======== TRECHO PARA LEITURA

Enquanto o cheiro de fumaça ainda paira sobre os destroços carbonizados, as famílias afetadas pelo incêndio às margens do Anel Rodoviário, no Bairro Goiânia, Região Noroeste de Belo Horizonte, na madrugada de quinta-feira (14/3), lutam para se reerguer das cinzas deixadas pela tragédia.
Dois sobreviventes ainda estão internados no Hospital João XXIII em estado estável. Agora, os moradores enfrentam o doloroso processo de contabilizar os prejuízos e lidar com a incerteza do futuro, sem saber quando e se poderão voltar para casa. O desastre provocou a morte do motorista do caminhão, de 54 anos, e deixou nove pessoas feridas.

================
======== CONJUNTO DE DADOS

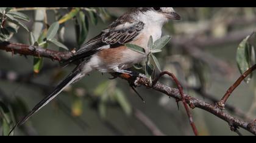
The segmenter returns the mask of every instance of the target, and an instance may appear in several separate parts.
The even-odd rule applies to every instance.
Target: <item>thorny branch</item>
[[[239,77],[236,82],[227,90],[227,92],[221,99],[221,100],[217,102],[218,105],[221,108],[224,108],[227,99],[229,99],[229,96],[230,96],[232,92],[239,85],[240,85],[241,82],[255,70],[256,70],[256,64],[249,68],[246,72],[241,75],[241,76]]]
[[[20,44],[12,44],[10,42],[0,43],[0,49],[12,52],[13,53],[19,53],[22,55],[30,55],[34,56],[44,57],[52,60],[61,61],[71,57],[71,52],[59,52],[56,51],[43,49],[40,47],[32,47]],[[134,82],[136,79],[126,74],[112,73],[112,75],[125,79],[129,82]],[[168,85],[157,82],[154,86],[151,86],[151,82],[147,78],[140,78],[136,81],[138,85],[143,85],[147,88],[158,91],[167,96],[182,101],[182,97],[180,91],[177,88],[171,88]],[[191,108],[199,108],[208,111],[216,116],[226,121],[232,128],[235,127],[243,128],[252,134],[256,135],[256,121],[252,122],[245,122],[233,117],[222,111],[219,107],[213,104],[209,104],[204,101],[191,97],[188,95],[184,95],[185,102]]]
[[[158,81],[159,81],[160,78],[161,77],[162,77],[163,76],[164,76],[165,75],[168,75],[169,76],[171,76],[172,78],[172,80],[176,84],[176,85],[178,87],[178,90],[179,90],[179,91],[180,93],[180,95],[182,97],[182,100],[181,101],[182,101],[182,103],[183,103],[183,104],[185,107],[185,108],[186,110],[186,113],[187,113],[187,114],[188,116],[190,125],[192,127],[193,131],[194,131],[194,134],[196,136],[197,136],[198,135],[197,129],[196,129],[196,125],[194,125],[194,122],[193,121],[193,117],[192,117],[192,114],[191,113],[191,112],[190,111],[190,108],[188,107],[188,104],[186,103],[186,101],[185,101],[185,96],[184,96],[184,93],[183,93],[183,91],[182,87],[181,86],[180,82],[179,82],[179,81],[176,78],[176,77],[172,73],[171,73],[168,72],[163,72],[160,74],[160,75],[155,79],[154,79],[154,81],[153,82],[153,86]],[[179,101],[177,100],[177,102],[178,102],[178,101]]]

================

INSTRUÇÕES DE TRABALHO
Traduza para o inglês a frase "Dois sobreviventes ainda estão internados no Hospital João XXIII em estado estável.", do texto sobre o incêndio no Anel Rodoviário.

SOLUÇÃO ABAIXO
Two survivors are still hospitalized at Hospital João XXIII in stable condition.